◆ EXERCISE DATA ◆
**********
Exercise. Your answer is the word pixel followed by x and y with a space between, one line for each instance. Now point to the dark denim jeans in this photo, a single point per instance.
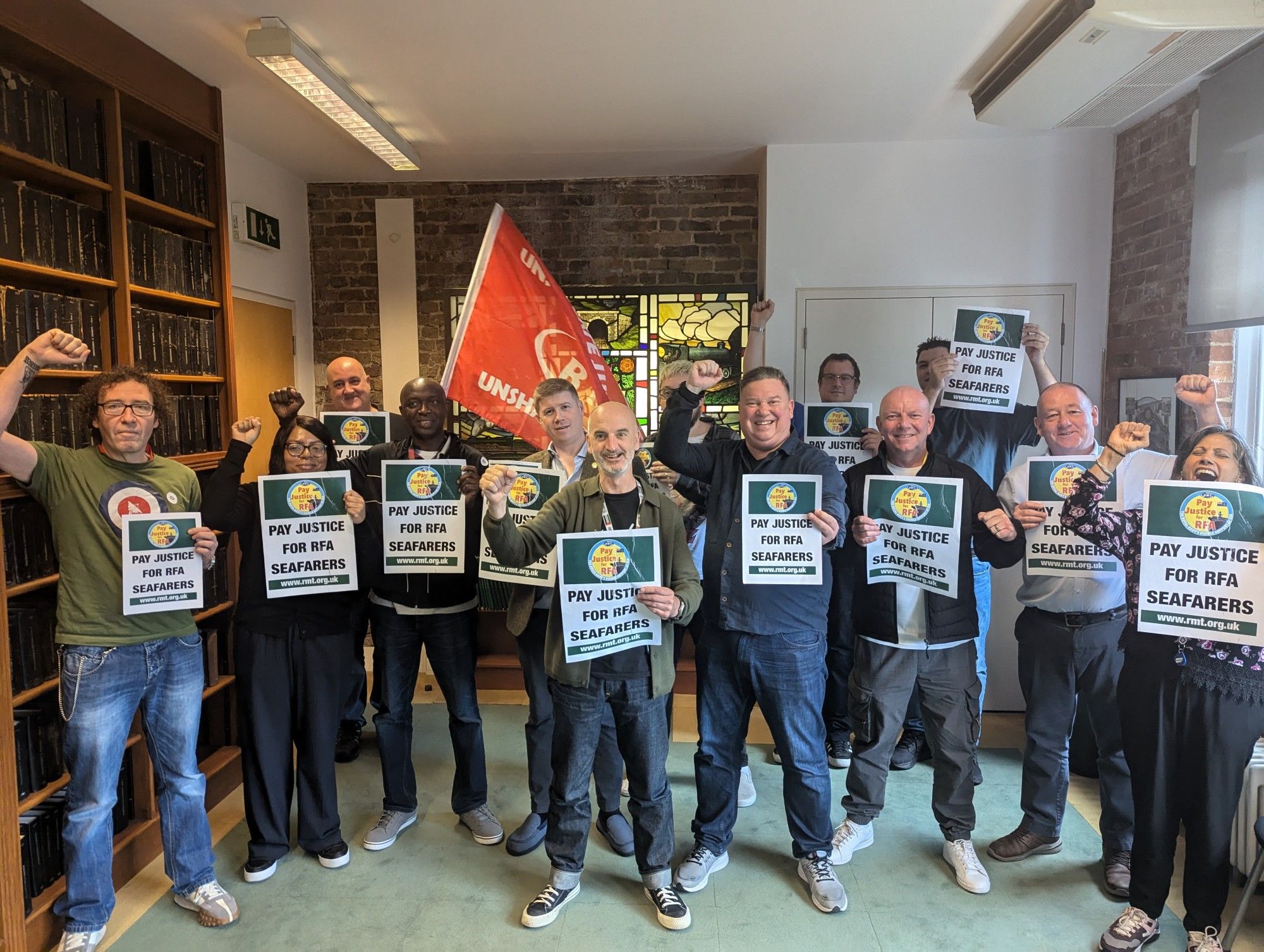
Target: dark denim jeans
pixel 102 690
pixel 449 642
pixel 641 724
pixel 787 676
**********
The records are to be duplicated in full and exactly, with images left out.

◆ WRITTEN REPLY ◆
Exercise. Your answer is the word pixel followed by x and y with a space between, one line for each instance. Now point to the dark denim jeans in this photo, a single point per instance.
Target: dark denim jeans
pixel 102 690
pixel 449 642
pixel 641 724
pixel 787 676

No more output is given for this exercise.